GIVEN INSTRUCTION 1:
Tally the lines in the rows below that contain the string "metal", and reply with only the number.

SELECTED EXCERPT:
----------------
# PARTITION - Editorial

Author: wuhudsm
Tester: satyam_343
Editorialist: iceknight1093

3000

# PREREQUISITES:

Dynamic programming, stacks

# PROBLEM:

You have an array A.
The score of a partition of A into k subarrays B_1, B_2, \ldots, B_k is

\sum_{i=1}^k \left(1 - \max(B_i)\right)

Find the maximum score across all partitions of A into subarrays.

# EXPLANATION:

Given that we’re splitting into subarrays, there’s a natural dynamic programming setup.
Let dp_i be the maximum score obtainable by partitioning the first i elements of A, with dp_0 = 0 being the base case for the empty subarray.

Then, by considering all possible split points, we have

dp_i = 1 + \max_{0 \leq j\lt i} \left(dp_j - \max(A[j+1:i])\right)

This is easy to compute in \mathcal{O}(N^2), but we need to optimize it further.

Let’s look at the structure of the subarrays we consider.
Suppose we fix an index i. Then, as we move the left endpoint j from i to 1, the value of \max(A[j:i]) will only increase — after all, we’re only adding elements.

So, we have several distinct maximums to consider, and for each maximum, a range of elements where it’s the maximum.
Note that for a fixed maximum M, with corresponding range [L, R], we only really care about the maximum dp_j value for L-1 \leq j \leq R-1.

Let’s keep the following information:

• The current list of maximums, in descending order from left to right.
Notice that this can be represented using a stack.
• The maximum dp value corresponding to the range of each maximum.
• The set of (max(dp) - M) values across all maximums.
Let this set be S.

Then, when moving from index i-1 to index i:

• Push A_i onto the stack, as a new maximum.
----------------
Point annotation rows:
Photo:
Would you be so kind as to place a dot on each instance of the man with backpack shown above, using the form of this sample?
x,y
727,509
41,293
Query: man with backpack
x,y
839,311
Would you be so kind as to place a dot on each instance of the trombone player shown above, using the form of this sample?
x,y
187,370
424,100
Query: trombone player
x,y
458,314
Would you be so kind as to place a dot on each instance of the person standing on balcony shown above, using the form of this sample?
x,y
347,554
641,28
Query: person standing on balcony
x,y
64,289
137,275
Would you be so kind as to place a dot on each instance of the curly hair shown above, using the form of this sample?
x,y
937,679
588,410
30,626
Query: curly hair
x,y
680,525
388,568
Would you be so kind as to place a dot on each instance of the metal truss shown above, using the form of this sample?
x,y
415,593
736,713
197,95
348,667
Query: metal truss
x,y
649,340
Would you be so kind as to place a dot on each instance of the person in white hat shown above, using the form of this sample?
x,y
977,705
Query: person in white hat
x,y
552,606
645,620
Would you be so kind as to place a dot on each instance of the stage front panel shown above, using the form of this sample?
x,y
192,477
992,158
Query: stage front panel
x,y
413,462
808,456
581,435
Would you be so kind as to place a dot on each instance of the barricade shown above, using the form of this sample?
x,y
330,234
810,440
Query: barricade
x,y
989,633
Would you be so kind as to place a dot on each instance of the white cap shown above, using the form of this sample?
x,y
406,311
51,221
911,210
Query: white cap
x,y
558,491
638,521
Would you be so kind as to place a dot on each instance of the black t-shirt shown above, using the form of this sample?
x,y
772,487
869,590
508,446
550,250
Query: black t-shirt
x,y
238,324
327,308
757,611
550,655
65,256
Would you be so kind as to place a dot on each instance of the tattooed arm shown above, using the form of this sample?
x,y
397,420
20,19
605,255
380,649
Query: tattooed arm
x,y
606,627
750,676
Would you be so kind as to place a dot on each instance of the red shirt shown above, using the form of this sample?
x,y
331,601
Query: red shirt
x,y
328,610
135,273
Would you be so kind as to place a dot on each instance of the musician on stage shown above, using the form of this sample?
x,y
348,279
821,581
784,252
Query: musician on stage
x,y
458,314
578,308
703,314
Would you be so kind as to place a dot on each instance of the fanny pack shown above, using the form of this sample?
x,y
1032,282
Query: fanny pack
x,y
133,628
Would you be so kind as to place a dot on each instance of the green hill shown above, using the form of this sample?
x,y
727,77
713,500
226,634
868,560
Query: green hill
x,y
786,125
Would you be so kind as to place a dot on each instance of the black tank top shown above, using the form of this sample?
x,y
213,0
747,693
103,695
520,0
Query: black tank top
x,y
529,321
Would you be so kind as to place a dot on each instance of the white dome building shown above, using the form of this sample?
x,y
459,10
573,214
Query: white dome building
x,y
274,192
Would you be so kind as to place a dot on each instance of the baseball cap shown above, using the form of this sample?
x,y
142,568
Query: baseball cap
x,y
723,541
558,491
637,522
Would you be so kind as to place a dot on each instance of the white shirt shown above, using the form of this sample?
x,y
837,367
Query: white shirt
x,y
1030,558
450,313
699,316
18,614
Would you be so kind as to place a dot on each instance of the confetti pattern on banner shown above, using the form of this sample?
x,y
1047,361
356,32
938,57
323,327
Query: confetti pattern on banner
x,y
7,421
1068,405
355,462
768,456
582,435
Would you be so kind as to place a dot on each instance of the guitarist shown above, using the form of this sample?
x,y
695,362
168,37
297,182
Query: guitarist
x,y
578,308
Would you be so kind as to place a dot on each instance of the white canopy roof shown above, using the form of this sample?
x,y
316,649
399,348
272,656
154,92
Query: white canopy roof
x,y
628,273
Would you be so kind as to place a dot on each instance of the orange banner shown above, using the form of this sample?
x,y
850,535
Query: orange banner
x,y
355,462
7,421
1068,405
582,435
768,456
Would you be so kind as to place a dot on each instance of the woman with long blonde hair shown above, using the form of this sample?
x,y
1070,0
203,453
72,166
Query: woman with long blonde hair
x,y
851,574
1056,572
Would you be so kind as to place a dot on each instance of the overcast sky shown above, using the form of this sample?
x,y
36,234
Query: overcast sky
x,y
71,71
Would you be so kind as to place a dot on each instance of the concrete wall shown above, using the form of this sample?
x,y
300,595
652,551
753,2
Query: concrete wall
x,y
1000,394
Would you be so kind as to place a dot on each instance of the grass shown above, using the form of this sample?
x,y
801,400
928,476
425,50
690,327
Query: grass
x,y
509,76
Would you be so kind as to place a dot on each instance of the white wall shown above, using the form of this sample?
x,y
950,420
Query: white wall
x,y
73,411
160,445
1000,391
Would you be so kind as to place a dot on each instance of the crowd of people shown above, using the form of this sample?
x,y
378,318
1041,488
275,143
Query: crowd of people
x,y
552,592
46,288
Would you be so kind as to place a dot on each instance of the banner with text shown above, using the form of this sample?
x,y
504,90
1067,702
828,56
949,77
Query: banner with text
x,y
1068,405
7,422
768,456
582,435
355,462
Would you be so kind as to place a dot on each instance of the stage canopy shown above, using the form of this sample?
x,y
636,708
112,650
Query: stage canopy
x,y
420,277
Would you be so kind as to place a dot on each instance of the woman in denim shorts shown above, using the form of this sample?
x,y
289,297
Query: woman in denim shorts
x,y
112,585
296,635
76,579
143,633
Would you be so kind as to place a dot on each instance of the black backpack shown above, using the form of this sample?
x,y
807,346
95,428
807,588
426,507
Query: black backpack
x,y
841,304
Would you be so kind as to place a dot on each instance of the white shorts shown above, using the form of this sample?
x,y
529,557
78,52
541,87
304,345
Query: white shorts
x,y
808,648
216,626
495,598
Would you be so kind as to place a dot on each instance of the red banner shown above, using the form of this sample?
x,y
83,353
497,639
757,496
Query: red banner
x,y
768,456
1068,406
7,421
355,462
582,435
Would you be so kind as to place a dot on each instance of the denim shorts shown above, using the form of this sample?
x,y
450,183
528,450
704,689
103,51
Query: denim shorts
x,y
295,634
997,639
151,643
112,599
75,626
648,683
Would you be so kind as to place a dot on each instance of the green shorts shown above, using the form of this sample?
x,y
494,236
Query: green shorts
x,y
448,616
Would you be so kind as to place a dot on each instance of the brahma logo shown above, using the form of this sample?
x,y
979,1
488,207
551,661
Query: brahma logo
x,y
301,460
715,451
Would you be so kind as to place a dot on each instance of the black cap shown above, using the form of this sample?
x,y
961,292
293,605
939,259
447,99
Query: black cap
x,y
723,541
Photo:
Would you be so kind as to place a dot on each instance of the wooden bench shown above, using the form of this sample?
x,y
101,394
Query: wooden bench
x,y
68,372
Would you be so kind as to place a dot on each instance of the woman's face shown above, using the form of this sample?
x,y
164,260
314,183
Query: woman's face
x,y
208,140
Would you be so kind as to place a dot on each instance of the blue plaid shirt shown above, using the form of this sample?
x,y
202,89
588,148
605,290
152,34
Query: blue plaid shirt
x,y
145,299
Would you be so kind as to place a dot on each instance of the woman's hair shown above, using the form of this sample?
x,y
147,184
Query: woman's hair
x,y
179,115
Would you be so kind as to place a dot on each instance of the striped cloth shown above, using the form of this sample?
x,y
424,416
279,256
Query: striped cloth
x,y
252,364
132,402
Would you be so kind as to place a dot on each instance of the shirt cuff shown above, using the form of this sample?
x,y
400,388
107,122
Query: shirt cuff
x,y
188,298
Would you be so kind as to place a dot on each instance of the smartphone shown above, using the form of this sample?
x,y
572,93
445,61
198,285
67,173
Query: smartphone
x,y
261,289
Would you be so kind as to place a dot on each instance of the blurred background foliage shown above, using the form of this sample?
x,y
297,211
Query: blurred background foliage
----------------
GIVEN INSTRUCTION 2:
Which prerequisites does the editorial list?

WRITTEN ANSWER 1:
2

WRITTEN ANSWER 2:
Dynamic programming and stacks.